• TEXTO DE REFERÊNCIA:

•••

Já as regiões Sul e Sudeste contribuem significativamente para o mercado formal, tendo o estado de Minas Gerais maior número de cabeças entre esses estados segundo o IBGE (2014). Nessas áreas prevalecem rebanhos criados em sistemas de produção intensivos confinados nos quais, de acordo com Borges (2003), é essencial a alimentação volumosa e concentrada de alta qualidade o ano todo. O mercado dos produtos caprinos na região Sul e Sudeste caracteriza-se por maior cumprimento das exigências sanitárias legais e com o consequente custo maior de produção decorrente das exigências e dos impostos incidentes. O governo de Minas Gerais tem buscado incentivar a caprinocultura no estado bem como a formalização da atividade pelos criadores, o que pode ser ilustrado por recentes alterações na legislação específica.

•••

• MATERIAL DE CONSULTA:
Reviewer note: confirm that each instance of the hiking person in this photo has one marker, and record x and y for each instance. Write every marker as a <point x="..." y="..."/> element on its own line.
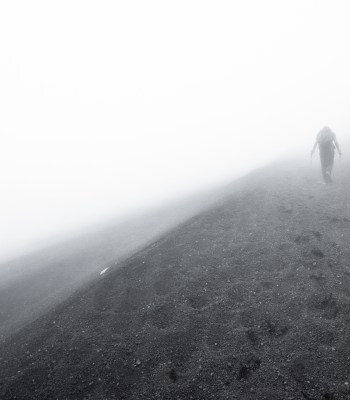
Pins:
<point x="327" y="142"/>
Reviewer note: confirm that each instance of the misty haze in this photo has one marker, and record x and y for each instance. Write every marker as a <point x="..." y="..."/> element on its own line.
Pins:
<point x="175" y="200"/>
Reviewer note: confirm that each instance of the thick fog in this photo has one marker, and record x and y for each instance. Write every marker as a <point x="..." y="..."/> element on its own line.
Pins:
<point x="113" y="107"/>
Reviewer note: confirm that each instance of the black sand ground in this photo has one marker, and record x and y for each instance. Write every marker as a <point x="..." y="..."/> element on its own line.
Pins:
<point x="249" y="300"/>
<point x="31" y="285"/>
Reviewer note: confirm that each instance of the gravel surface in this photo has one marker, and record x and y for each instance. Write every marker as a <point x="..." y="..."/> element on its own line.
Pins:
<point x="248" y="300"/>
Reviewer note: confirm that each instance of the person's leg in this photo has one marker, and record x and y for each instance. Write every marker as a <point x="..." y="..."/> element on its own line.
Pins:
<point x="323" y="158"/>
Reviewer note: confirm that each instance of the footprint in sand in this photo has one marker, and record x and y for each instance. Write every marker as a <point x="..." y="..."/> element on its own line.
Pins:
<point x="247" y="368"/>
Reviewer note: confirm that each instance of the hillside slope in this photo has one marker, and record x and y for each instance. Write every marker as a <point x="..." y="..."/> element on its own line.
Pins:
<point x="31" y="285"/>
<point x="248" y="300"/>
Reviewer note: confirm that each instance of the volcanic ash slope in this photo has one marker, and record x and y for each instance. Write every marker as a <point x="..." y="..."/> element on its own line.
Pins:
<point x="248" y="300"/>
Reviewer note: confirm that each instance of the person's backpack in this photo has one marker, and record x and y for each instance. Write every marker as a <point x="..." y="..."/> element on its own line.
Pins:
<point x="325" y="138"/>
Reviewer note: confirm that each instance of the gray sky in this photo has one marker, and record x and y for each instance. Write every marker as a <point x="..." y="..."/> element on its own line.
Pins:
<point x="108" y="107"/>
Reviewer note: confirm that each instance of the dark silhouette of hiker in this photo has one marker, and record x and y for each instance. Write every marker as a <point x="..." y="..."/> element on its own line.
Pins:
<point x="327" y="142"/>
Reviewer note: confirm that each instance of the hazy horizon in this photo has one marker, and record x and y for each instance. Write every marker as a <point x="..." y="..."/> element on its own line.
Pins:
<point x="111" y="108"/>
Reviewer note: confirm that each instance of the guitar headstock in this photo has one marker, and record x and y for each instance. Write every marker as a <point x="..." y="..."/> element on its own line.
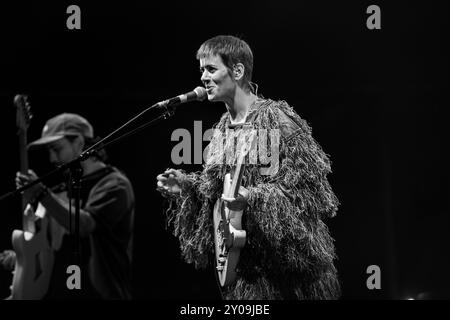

•••

• INSTRUÇÕES DA TAREFA: Transcreva do texto de referência o trecho que se inicia com as palavras que contêm "Já as regiões" e se encerra com "na legislação específica.".

• CAMPO DE RESPOSTA:
Já as regiões Sul e Sudeste contribuem significativamente para o mercado formal, tendo o estado de Minas Gerais maior número de cabeças entre esses estados segundo o IBGE (2014). Nessas áreas prevalecem rebanhos criados em sistemas de produção intensivos confinados nos quais, de acordo com Borges (2003), é essencial a alimentação volumosa e concentrada de alta qualidade o ano todo. O mercado dos produtos caprinos na região Sul e Sudeste caracteriza-se por maior cumprimento das exigências sanitárias legais e com o consequente custo maior de produção decorrente das exigências e dos impostos incidentes. O governo de Minas Gerais tem buscado incentivar a caprinocultura no estado bem como a formalização da atividade pelos criadores, o que pode ser ilustrado por recentes alterações na legislação específica.